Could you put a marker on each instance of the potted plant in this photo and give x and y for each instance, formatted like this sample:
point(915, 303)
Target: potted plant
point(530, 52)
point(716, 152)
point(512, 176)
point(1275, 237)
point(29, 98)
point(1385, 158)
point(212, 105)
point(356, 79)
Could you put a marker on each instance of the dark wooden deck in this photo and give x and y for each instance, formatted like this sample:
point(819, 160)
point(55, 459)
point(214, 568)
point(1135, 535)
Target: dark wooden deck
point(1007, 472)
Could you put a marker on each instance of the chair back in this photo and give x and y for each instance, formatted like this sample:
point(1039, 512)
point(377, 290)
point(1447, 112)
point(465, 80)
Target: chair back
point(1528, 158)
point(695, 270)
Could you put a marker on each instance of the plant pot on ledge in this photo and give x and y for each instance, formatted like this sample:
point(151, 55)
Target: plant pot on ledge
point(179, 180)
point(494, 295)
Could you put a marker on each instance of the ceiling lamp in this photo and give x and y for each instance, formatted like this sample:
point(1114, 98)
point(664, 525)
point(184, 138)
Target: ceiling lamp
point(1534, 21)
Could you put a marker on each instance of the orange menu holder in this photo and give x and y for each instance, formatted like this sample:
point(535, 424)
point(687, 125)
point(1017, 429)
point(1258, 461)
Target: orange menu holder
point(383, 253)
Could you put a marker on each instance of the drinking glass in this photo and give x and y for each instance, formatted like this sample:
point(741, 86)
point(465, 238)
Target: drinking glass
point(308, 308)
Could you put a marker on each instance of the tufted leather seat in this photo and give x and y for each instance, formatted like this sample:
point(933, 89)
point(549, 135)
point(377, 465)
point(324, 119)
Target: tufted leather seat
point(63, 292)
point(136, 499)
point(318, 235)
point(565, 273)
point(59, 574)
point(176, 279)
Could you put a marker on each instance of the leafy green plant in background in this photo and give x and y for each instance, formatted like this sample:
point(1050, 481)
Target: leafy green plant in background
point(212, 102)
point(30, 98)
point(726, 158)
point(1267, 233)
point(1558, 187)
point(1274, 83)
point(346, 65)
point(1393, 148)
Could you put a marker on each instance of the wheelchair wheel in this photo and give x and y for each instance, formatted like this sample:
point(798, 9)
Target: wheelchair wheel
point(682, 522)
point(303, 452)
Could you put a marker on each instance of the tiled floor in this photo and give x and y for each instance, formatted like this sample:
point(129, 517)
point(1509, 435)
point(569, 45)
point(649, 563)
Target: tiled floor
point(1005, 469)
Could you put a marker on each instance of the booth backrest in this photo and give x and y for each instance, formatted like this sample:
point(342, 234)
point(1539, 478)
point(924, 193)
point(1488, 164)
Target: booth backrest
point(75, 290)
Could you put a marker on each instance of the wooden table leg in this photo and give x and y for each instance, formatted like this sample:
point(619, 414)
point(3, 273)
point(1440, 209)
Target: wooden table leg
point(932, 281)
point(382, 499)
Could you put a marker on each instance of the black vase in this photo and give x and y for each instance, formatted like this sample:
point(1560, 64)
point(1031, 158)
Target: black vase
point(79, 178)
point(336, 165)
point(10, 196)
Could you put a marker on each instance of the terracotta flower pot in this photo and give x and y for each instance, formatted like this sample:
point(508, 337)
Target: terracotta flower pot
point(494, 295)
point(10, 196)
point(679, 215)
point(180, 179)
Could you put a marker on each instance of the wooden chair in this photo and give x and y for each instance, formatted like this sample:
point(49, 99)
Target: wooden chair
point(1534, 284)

== OBJECTIVE ==
Please render the whole listing above as a numbered list, leaving out any blank lines.

== SOLUTION FOR THIS PROBLEM ==
1. Could you put a marker on each instance of the potted plant in this photo and give x and y for each instance, formatted like this sample:
2. point(915, 303)
3. Target: potted plant
4. point(530, 52)
5. point(716, 152)
6. point(512, 176)
7. point(1275, 237)
8. point(29, 98)
9. point(1385, 158)
10. point(212, 105)
11. point(356, 79)
12. Could you put a marker on each instance of the dark wooden deck in this photo and give x and y for each instance, formatted like this sample:
13. point(819, 160)
14. point(55, 459)
15. point(214, 568)
16. point(1135, 535)
17. Target: dark wooden deck
18. point(1007, 472)
19. Could you put a marker on each instance of the chair back in this photo and give x and y for each instance, formatted like this sample:
20. point(1039, 512)
21. point(377, 290)
22. point(1447, 112)
23. point(465, 80)
24. Target: chair back
25. point(1528, 158)
26. point(695, 270)
27. Could you put a marker on each instance of the plant pot on ledge in this photo and give x and y for each instance, formatted like this sample:
28. point(151, 55)
29. Target: plant pot on ledge
30. point(179, 180)
31. point(494, 295)
32. Could you put a marker on each instance of the ceiling lamp in this photo and give x and y for each instance, formatted like this sample:
33. point(1114, 98)
34. point(664, 525)
35. point(184, 138)
36. Target: ceiling lamp
37. point(1534, 21)
38. Could you put a marker on each instance of the orange menu holder in this photo and give x and y for each instance, formatted like this sample:
39. point(535, 424)
40. point(687, 125)
41. point(1017, 429)
42. point(1258, 461)
43. Target: orange menu holder
44. point(383, 253)
45. Could you put a marker on each instance of the drinking glass in this photo and give x and y for each instance, formatted like this sample:
46. point(741, 86)
47. point(465, 238)
48. Target: drinking glass
49. point(308, 308)
50. Could you put a marker on each instance of the tufted leather seat in this photo and give x and y for each instance, formatted like this sample:
51. point(933, 89)
52. point(549, 135)
53. point(377, 465)
54. point(324, 119)
55. Target: tufted leather seat
56. point(63, 292)
57. point(136, 499)
58. point(318, 235)
59. point(565, 273)
60. point(59, 574)
61. point(176, 279)
62. Could you put a marker on each instance of the leafy green plant in background in this photo and give x and y for each instance, formatted like this sample:
63. point(1050, 481)
64. Target: leafy green plant in background
65. point(212, 102)
66. point(30, 98)
67. point(726, 158)
68. point(1267, 233)
69. point(1558, 187)
70. point(1274, 83)
71. point(346, 65)
72. point(1393, 148)
73. Could you put a marker on each instance of the wheelchair wheel in this photo and give x and y for each instance, formatted like this sample:
74. point(798, 9)
75. Target: wheelchair wheel
76. point(682, 522)
77. point(303, 452)
78. Could you put a marker on each instance of the tiled floor in this photo and give x and y for each instance, formatted like this sample:
79. point(129, 517)
80. point(1509, 435)
81. point(569, 45)
82. point(649, 563)
83. Target: tiled floor
84. point(1005, 469)
85. Could you put a marker on each instance of the booth backrest in this photo and give x and y for each instance, formatted like this sample:
86. point(342, 234)
87. point(1539, 478)
88. point(924, 193)
89. point(1488, 164)
90. Target: booth backrest
91. point(75, 290)
92. Could you put a marker on each instance of the wooden table leg in this photo and give x and y for each instance, formatted like this sample:
93. point(619, 414)
94. point(3, 273)
95. point(1440, 209)
96. Target: wooden table leg
97. point(932, 281)
98. point(382, 499)
99. Could you put a marker on each instance of the black vase in this photo and give x and y for each instance, formatted like this sample:
100. point(1560, 64)
101. point(1031, 158)
102. Target: black vase
103. point(79, 178)
104. point(336, 165)
105. point(10, 196)
106. Could you put a marker on each instance of the terracotta flower pot in this photo and give x and y for each instance, formatted like this sample:
107. point(508, 337)
108. Target: terracotta flower pot
109. point(494, 295)
110. point(10, 196)
111. point(679, 215)
112. point(180, 179)
113. Could you put a marker on each instance of the wooden chair in this photo and give x and y for each instance, formatted like this sample:
114. point(49, 99)
115. Target: wooden chair
116. point(1534, 284)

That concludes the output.